TASK PROMPT
Return the listing below verbatim. Pictures do not belong in the copy.

ENTRIES SHOWN
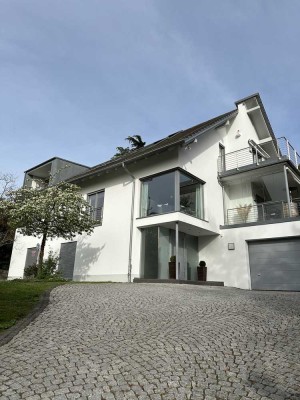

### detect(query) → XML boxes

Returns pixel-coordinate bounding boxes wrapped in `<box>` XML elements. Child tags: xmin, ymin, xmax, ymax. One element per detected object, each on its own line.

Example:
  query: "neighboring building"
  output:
<box><xmin>9</xmin><ymin>94</ymin><xmax>300</xmax><ymax>290</ymax></box>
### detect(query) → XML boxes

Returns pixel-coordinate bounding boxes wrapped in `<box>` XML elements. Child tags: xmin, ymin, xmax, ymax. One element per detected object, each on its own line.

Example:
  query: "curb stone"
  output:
<box><xmin>0</xmin><ymin>288</ymin><xmax>54</xmax><ymax>346</ymax></box>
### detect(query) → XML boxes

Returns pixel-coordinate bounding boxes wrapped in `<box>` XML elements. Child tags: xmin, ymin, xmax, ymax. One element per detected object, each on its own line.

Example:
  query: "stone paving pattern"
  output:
<box><xmin>0</xmin><ymin>284</ymin><xmax>300</xmax><ymax>400</ymax></box>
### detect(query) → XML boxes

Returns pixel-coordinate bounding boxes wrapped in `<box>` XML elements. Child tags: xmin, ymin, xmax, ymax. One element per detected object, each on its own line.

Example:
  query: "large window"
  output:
<box><xmin>88</xmin><ymin>190</ymin><xmax>104</xmax><ymax>224</ymax></box>
<box><xmin>141</xmin><ymin>171</ymin><xmax>175</xmax><ymax>217</ymax></box>
<box><xmin>141</xmin><ymin>170</ymin><xmax>204</xmax><ymax>219</ymax></box>
<box><xmin>180</xmin><ymin>172</ymin><xmax>204</xmax><ymax>219</ymax></box>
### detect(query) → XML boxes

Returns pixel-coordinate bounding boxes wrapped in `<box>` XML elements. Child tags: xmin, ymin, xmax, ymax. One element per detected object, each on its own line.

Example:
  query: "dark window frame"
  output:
<box><xmin>87</xmin><ymin>189</ymin><xmax>105</xmax><ymax>226</ymax></box>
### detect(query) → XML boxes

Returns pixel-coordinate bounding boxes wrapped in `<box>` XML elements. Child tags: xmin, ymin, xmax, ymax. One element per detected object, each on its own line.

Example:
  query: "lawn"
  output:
<box><xmin>0</xmin><ymin>281</ymin><xmax>65</xmax><ymax>334</ymax></box>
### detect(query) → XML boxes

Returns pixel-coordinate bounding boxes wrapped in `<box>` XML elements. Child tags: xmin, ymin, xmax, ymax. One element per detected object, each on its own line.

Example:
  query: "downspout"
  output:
<box><xmin>122</xmin><ymin>162</ymin><xmax>136</xmax><ymax>283</ymax></box>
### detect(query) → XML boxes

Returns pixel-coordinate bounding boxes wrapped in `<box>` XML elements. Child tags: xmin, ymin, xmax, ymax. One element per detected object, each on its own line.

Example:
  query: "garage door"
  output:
<box><xmin>248</xmin><ymin>238</ymin><xmax>300</xmax><ymax>291</ymax></box>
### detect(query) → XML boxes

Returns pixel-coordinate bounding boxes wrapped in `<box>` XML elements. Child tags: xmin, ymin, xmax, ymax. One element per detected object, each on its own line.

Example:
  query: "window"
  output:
<box><xmin>87</xmin><ymin>190</ymin><xmax>104</xmax><ymax>224</ymax></box>
<box><xmin>141</xmin><ymin>169</ymin><xmax>204</xmax><ymax>219</ymax></box>
<box><xmin>141</xmin><ymin>171</ymin><xmax>175</xmax><ymax>217</ymax></box>
<box><xmin>180</xmin><ymin>172</ymin><xmax>204</xmax><ymax>219</ymax></box>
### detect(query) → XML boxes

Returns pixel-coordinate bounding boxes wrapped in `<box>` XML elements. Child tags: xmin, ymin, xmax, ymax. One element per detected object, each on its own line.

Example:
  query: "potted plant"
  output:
<box><xmin>169</xmin><ymin>256</ymin><xmax>176</xmax><ymax>279</ymax></box>
<box><xmin>197</xmin><ymin>261</ymin><xmax>207</xmax><ymax>281</ymax></box>
<box><xmin>236</xmin><ymin>204</ymin><xmax>252</xmax><ymax>223</ymax></box>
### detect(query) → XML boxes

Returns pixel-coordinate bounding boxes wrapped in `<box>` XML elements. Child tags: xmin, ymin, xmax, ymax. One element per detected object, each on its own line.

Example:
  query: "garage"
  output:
<box><xmin>248</xmin><ymin>237</ymin><xmax>300</xmax><ymax>291</ymax></box>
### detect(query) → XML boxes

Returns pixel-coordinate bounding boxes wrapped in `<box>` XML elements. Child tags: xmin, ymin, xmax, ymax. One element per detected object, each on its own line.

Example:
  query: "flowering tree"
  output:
<box><xmin>9</xmin><ymin>182</ymin><xmax>95</xmax><ymax>272</ymax></box>
<box><xmin>0</xmin><ymin>173</ymin><xmax>16</xmax><ymax>247</ymax></box>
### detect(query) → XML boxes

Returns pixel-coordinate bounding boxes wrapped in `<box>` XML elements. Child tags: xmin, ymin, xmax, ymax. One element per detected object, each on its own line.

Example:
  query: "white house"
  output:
<box><xmin>9</xmin><ymin>94</ymin><xmax>300</xmax><ymax>290</ymax></box>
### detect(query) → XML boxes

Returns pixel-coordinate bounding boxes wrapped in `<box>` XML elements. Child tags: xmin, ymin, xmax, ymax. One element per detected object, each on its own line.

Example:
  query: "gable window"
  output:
<box><xmin>87</xmin><ymin>190</ymin><xmax>104</xmax><ymax>225</ymax></box>
<box><xmin>141</xmin><ymin>169</ymin><xmax>204</xmax><ymax>219</ymax></box>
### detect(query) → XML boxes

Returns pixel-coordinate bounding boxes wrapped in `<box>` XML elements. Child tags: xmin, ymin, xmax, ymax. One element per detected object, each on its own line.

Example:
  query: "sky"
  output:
<box><xmin>0</xmin><ymin>0</ymin><xmax>300</xmax><ymax>184</ymax></box>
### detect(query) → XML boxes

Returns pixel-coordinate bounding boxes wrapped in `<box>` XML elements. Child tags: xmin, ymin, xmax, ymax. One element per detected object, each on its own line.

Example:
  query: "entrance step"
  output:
<box><xmin>133</xmin><ymin>278</ymin><xmax>224</xmax><ymax>286</ymax></box>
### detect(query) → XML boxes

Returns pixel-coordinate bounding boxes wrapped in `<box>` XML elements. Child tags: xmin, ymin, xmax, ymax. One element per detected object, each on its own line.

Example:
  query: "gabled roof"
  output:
<box><xmin>69</xmin><ymin>110</ymin><xmax>237</xmax><ymax>182</ymax></box>
<box><xmin>24</xmin><ymin>157</ymin><xmax>90</xmax><ymax>174</ymax></box>
<box><xmin>69</xmin><ymin>93</ymin><xmax>275</xmax><ymax>182</ymax></box>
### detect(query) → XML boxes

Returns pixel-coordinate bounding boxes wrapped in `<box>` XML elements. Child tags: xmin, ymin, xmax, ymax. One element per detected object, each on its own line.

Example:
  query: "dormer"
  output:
<box><xmin>23</xmin><ymin>157</ymin><xmax>90</xmax><ymax>188</ymax></box>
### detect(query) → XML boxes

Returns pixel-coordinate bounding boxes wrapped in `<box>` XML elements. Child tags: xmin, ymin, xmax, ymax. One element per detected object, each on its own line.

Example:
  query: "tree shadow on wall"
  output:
<box><xmin>75</xmin><ymin>238</ymin><xmax>105</xmax><ymax>281</ymax></box>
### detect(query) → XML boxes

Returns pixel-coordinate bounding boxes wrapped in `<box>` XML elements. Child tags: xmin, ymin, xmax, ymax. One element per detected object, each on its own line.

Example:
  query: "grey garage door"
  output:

SOLUTION
### detect(query) → XML boxes

Returns pixel-coordinate bounding boxes wrapped in `<box>` XML elements. Child tags: xmin, ymin, xmax, ymax. One element per detected object, each on its own line.

Example:
  query: "neighboring building"
  output:
<box><xmin>9</xmin><ymin>94</ymin><xmax>300</xmax><ymax>290</ymax></box>
### detect(query) → XML boxes

Returns pixel-coordinate bounding boxes wrapped in `<box>` XML elements. Child tags: xmin, ymin, xmax, ymax. One element per detected object, each on its own line.

Example:
  query: "curb stone"
  output:
<box><xmin>0</xmin><ymin>288</ymin><xmax>54</xmax><ymax>346</ymax></box>
### detect(query) → XML boxes

Returns pixel-coordinate bounding boxes wrapped in `<box>` XML elements. Child tags: xmin, ymin, xmax, ymax. One element per detected object, each on its own line.

Example:
  query: "stone paving pattern"
  output:
<box><xmin>0</xmin><ymin>284</ymin><xmax>300</xmax><ymax>400</ymax></box>
### detect(query) → XML boxes

Returns pixel-coordinate bounding boxes wrapped in `<box>` XML elements. Child tags: xmin, ymin, xmax, ymax. One element per detected object, each on its own line.

Example:
  query: "large window"
  output:
<box><xmin>88</xmin><ymin>190</ymin><xmax>104</xmax><ymax>224</ymax></box>
<box><xmin>141</xmin><ymin>171</ymin><xmax>175</xmax><ymax>217</ymax></box>
<box><xmin>141</xmin><ymin>170</ymin><xmax>204</xmax><ymax>219</ymax></box>
<box><xmin>180</xmin><ymin>172</ymin><xmax>204</xmax><ymax>219</ymax></box>
### detect(query) → XML boxes

Returns pixel-coordinate bounding boxes wrapped in `<box>` XML elements. Child tags: xmin, ymin, xmax, ymax. One element per detected object, each on its own line.

Example:
  query: "dark window frame"
  output:
<box><xmin>87</xmin><ymin>189</ymin><xmax>105</xmax><ymax>226</ymax></box>
### detect(query) → XML boxes

Returns pixel-coordinate bounding boxes wrapped in `<box>` XML elements. Child tags: xmin, ymin, xmax, ymax. One element per detected object, each on its own line.

Example:
  query: "lawn"
  output:
<box><xmin>0</xmin><ymin>281</ymin><xmax>65</xmax><ymax>334</ymax></box>
### detect(query) → XML boxes

Returns pixel-coordinate bounding boxes wrapped in `<box>` XML elements. Child tags: xmin, ymin, xmax, ymax. One element per detected object, each on its own line.

Example:
  query: "downspout"
  output:
<box><xmin>122</xmin><ymin>162</ymin><xmax>136</xmax><ymax>283</ymax></box>
### detect(query) → XML boxes

Returns pixel-coordinate bounding boxes wrapped in `<box>` XML elements. Child tags: xmin, ymin, xmax, ymax. One element per detected object, each on its own line.

Example:
  query: "garage door"
  output:
<box><xmin>248</xmin><ymin>238</ymin><xmax>300</xmax><ymax>291</ymax></box>
### detect(query) → XML boxes

Returns pixel-coordinate bounding boxes wrapped in `<box>` XML elements. Child tags: xmin, ymin, xmax, ymax. One element per detected object, each on its own line.

Example:
  query: "window"
  output:
<box><xmin>87</xmin><ymin>190</ymin><xmax>104</xmax><ymax>224</ymax></box>
<box><xmin>141</xmin><ymin>169</ymin><xmax>204</xmax><ymax>219</ymax></box>
<box><xmin>141</xmin><ymin>171</ymin><xmax>175</xmax><ymax>217</ymax></box>
<box><xmin>180</xmin><ymin>172</ymin><xmax>204</xmax><ymax>219</ymax></box>
### detect(query) → XML boxes

Returns pixel-coordinate bounding boxes wrapped in `<box>` XML elements. Child tags: xmin, ymin, xmax, ymax. One element per detected object, each on its own line.

Example:
  query: "potted plant"
  output:
<box><xmin>169</xmin><ymin>256</ymin><xmax>176</xmax><ymax>279</ymax></box>
<box><xmin>197</xmin><ymin>261</ymin><xmax>207</xmax><ymax>281</ymax></box>
<box><xmin>236</xmin><ymin>204</ymin><xmax>252</xmax><ymax>223</ymax></box>
### detect(query) → XML boxes

Returns pixel-coordinate bounding boxes wrapped in `<box>` XML elements. Child tags: xmin, ymin, xmax, ymax. One element per detected object, each on its own line.

Example:
  query: "garage"
  output:
<box><xmin>248</xmin><ymin>237</ymin><xmax>300</xmax><ymax>291</ymax></box>
### detect(query) → XML boxes

Returns pixel-coordinate bounding boxes wrapped in `<box>` XML elements. Child tags: xmin, ymin, xmax, ymax. One element per detected object, each on its own line.

Example:
  query: "flowering tree"
  output:
<box><xmin>9</xmin><ymin>182</ymin><xmax>95</xmax><ymax>272</ymax></box>
<box><xmin>0</xmin><ymin>173</ymin><xmax>16</xmax><ymax>247</ymax></box>
### detect(query) → XML boxes

Returns pixel-coordinate bounding boxes wrapped in `<box>` XML elements. Child tags: xmin, ymin, xmax, ymax. One element per detected object, each on its own line.

Example:
  query: "white house"
  output:
<box><xmin>9</xmin><ymin>94</ymin><xmax>300</xmax><ymax>290</ymax></box>
### detect(query) → XML boxes

Returns pixel-coordinate bounding boxes wrapped in `<box>` XML elements. Child tags: xmin, ymin, xmax, ymax. One element per detected object, each on its own line.

Example:
  query: "gable window"
  output:
<box><xmin>87</xmin><ymin>190</ymin><xmax>104</xmax><ymax>225</ymax></box>
<box><xmin>141</xmin><ymin>169</ymin><xmax>204</xmax><ymax>219</ymax></box>
### detect(query) → XML boxes

Returns pixel-coordinate bounding boxes wrapped in `<box>` XML elements. Child tags: xmin, ymin, xmax, ymax. One element per detected object, each on its own line.

Example:
  query: "sky"
  output:
<box><xmin>0</xmin><ymin>0</ymin><xmax>300</xmax><ymax>184</ymax></box>
### detect(query) → XML boxes

Returns pixel-coordinate bounding boxes wrapped in `<box>` XML elements. Child tags: xmin, ymin, xmax, ymax. One element per detected object, each on its own line.

Example:
  query: "entrance step"
  output:
<box><xmin>133</xmin><ymin>278</ymin><xmax>224</xmax><ymax>286</ymax></box>
### detect(query) → XML boxes

Returns pixel-coordinate bounding boxes wrapped in `<box>` XML elements. Child tags: xmin, ymin, xmax, ymax. One element per detected object, each on its own line.

Example:
  query: "gabled roof"
  output:
<box><xmin>69</xmin><ymin>110</ymin><xmax>237</xmax><ymax>182</ymax></box>
<box><xmin>24</xmin><ymin>157</ymin><xmax>90</xmax><ymax>174</ymax></box>
<box><xmin>69</xmin><ymin>93</ymin><xmax>275</xmax><ymax>182</ymax></box>
### detect(query) → XML boxes

Returns pixel-coordinate bounding boxes wrapped in `<box>` XML elements. Child tags: xmin, ymin, xmax, ymax. One element per detected object, each on its own line.

Example:
  query: "dormer"
  output:
<box><xmin>23</xmin><ymin>157</ymin><xmax>90</xmax><ymax>188</ymax></box>
### detect(query) → XML boxes

Returns pixel-coordinate bounding boxes wrapped in `<box>` XML elements. Child tags: xmin, ymin, xmax, ymax. One element per detected object, each on its own line.

Example:
  query: "tree shadow on wall"
  output:
<box><xmin>75</xmin><ymin>238</ymin><xmax>105</xmax><ymax>281</ymax></box>
### detect(query) → XML boxes

Returns pixel-coordinate bounding boxes wrapped in `<box>` XML elements. Child tags: xmin, ymin, xmax, ymax. One element per detected object, each on its own line.

Example:
  query: "grey garage door"
  output:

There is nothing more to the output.